→ **Reading text**
The terms “A or B”, “at least one of A and/or B”, “at least one of A and B”, “at least one of A or B”, or “one or more of A and/or B” used in the various embodiments of the present disclosure include any and all combinations of words enumerated with it. For example, “A or B”, “at least one of A and B” or “at least one of A or B” may mean (1) including at least one A, (2) including at least one B, (3) including either A or B, or (4) including both at least one A and at least one B.

The systems and methods described above may be implemented as a method, apparatus, or article of manufacture using programming and/or engineering techniques to produce software, firmware, hardware, or any combination thereof. The techniques described above may be implemented in one or more computer programs executing on a programmable computer including a processor, a storage medium readable by the processor (including, for example, volatile and non-volatile memory and/or storage elements), at least one input device, and at least one output device. Program code may be applied to input entered using the input device to perform the functions described and to generate output. The output may be provided to one or more output devices.

Each computer program within the scope of the methods and systems described herein may be implemented in any programming language, such as assembly language, machine language, a high-level procedural programming language, or an object-oriented programming language. The programming language may, for example, be LISP, PROLOG, PERL, C, C++, C#, JAVA, SCALA, PYTHON, TYPESCRIPT, or any compiled or interpreted programming language.

Each such computer program may be implemented in a computer program product tangibly embodied in a machine-readable storage device for execution by a computer processor. Method steps may be performed by a computer processor executing a program tangibly embodied on a computer-readable medium to perform functions of the methods and systems described herein by operating on input and generating output. Suitable processors include, by way of example, both general and special purpose microprocessors. Generally, the processor receives instructions and data from a read-only memory and/or a random-access memory. Storage devices suitable for tangibly embodying computer program instructions include, for example, all forms of computer-readable devices, firmware, programmable logic, hardware (e.g., integrated circuit chip; electronic devices; a computer-readable non-volatile storage unit; non-volatile memory, such as semiconductor memory devices, including EPROM, EEPROM, and flash memory devices; magnetic disks such as internal hard disks and removable disks; magneto-optical disks; and CD-ROMs). Any of the foregoing may be supplemented by, or incorporated in, specially-designed ASICs (application-specific integrated circuits) or FPGAs (Field-Programmable Gate Arrays). A computer can generally also receive programs and data from a storage medium such as an internal disk (not shown) or a removable disk. These elements will also be found in a conventional desktop or workstation computer as well as other computers suitable for executing computer programs implementing the methods described herein, which may be used in conjunction with any digital print engine or marking engine, display monitor, or other raster output device capable of producing color or gray scale pixels on paper, film, display screen, or other output medium. A computer may also receive programs and data (including, for example, instructions for storage on non-transitory computer-readable media) from a second computer providing access to the programs via a network transmission line, wireless transmission media, signals propagating through space, radio waves, infrared signals, and so on.

Referring now to FIGS. 5A, 5B, and 5C, block diagrams depict additional detail regarding computing devices that may be modified to execute novel, non-obvious functionality for implementing the methods and systems described above.

→ **Provided information**

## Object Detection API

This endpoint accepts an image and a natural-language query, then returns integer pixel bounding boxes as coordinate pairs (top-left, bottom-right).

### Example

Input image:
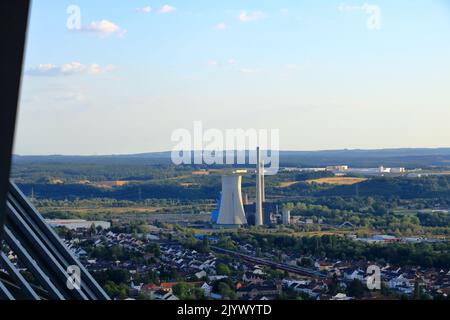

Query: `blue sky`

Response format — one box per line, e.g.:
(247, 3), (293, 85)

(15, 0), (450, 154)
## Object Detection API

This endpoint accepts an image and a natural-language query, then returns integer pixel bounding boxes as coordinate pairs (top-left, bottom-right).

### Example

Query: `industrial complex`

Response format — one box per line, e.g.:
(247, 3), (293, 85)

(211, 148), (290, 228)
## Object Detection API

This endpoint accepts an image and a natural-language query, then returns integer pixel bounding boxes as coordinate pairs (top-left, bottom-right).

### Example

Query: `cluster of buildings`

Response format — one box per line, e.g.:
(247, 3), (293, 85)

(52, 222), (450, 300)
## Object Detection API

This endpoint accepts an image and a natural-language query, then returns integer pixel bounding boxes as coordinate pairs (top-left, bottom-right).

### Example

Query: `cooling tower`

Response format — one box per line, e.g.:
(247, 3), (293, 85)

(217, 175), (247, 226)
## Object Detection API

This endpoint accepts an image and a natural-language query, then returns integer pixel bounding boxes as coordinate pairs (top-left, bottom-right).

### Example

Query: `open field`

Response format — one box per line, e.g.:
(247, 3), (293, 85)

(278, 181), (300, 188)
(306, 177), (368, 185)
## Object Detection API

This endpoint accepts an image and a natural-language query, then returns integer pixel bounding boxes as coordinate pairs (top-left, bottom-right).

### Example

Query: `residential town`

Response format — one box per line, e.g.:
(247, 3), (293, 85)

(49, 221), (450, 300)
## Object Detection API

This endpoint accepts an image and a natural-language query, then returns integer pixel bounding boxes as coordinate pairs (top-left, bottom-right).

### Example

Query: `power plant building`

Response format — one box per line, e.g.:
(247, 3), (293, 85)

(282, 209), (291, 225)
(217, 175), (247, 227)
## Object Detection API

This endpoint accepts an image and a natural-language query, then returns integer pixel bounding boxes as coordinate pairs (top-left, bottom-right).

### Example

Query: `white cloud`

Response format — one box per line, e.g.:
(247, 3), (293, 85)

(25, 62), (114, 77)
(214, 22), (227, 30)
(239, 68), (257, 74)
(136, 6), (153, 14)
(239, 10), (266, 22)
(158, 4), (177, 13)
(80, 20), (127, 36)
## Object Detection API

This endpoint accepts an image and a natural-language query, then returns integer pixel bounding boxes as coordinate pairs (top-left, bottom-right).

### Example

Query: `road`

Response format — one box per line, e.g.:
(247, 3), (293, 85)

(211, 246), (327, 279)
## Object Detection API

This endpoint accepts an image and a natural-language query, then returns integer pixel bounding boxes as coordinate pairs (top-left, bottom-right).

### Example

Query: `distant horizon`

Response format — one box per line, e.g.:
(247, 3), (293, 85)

→ **Task 1**
Reproduce the records word for word, from their very beginning down through the line that contains "(217, 175), (247, 227)", including that line. Leave out the pictures.
→ **Task 2**
Carry on the passage about implementing the methods and systems in software and hardware, picking up right after its final sentence.
The text and the records are unrelated material and should be treated separately.

→ **Task response 1**
## Object Detection API

This endpoint accepts an image and a natural-language query, then returns integer pixel bounding boxes as coordinate pairs (top-left, bottom-right).

### Example

Input image:

Query: `blue sky`

Response format — one box per line, e.g.:
(247, 3), (293, 85)

(15, 0), (450, 154)
## Object Detection API

This endpoint accepts an image and a natural-language query, then returns integer pixel bounding boxes as coordinate pairs (top-left, bottom-right).

### Example

Query: `industrial complex`

Response format — one box per line, e.g.:
(247, 3), (293, 85)

(211, 148), (290, 228)
## Object Detection API

This endpoint accepts an image and a natural-language query, then returns integer pixel bounding boxes as coordinate pairs (top-left, bottom-right).

### Example

Query: `cluster of buildings`

Response format — one box per line, e.g.:
(247, 3), (293, 85)

(52, 222), (450, 300)
## Object Detection API

This endpoint accepts an image and a natural-language query, then returns integer pixel bounding boxes as coordinate pairs (top-left, bottom-right).

### Example

Query: `cooling tower`

Response format — one box per line, e.g.:
(247, 3), (293, 85)

(217, 175), (247, 226)
## Object Detection API

This endpoint accepts an image and a natural-language query, then returns integer pixel bounding boxes as coordinate pairs (top-left, bottom-right).

### Example

Query: `open field`

Response format — one box per line, e.g.:
(247, 3), (293, 85)

(278, 181), (300, 188)
(306, 177), (368, 185)
## Object Detection API

This endpoint accepts an image and a natural-language query, then returns integer pixel bounding boxes as coordinate pairs (top-left, bottom-right).

### Example

Query: `residential town`

Response format — one box per line, e.g.:
(247, 3), (293, 85)

(49, 221), (450, 300)
## Object Detection API

This endpoint accepts an image and a natural-language query, then returns integer pixel bounding boxes as coordinate pairs (top-left, bottom-right).

### Example

Query: `power plant building`

Response format — one box per line, e.g.:
(247, 3), (293, 85)

(282, 209), (291, 225)
(217, 175), (247, 227)

→ **Task response 2**
Referring now to FIG. 5A, an embodiment of a network environment is depicted. In brief overview, the network environment comprises one or more clients 502a-502n (also generally referred to as local machine(s) 502, client(s) 502, client node(s) 502, client machine(s) 502, client computer(s) 502, client device(s) 502, computing device(s) 502, endpoint(s) 502, or endpoint node(s) 502) in communication with one or more remote machines 506a-506n (also generally referred to as server(s) 506 or computing device(s) 506) via one or more networks 504.

Although FIG. 5A shows a network 504 between the clients 502 and the remote machines 506, the clients 502 and the remote machines 506 may be on the same network 504. The network 504 can be a local area network (LAN), such as a company Intranet, a metropolitan area network (MAN), or a wide area network (WAN), such as the Internet or the World Wide Web. In some embodiments, there are multiple networks 504 between the clients 502 and the remote machines 506. In one of these embodiments, a network 504′ (not shown) may be a private network and a network 504 may be a public network. In another of these embodiments, a network 504 may be a private network and a network 504′ a public network. In still another embodiment, networks 504 and 504′ may both be private networks. In yet another embodiment, networks 504 and 504′ may both be public networks.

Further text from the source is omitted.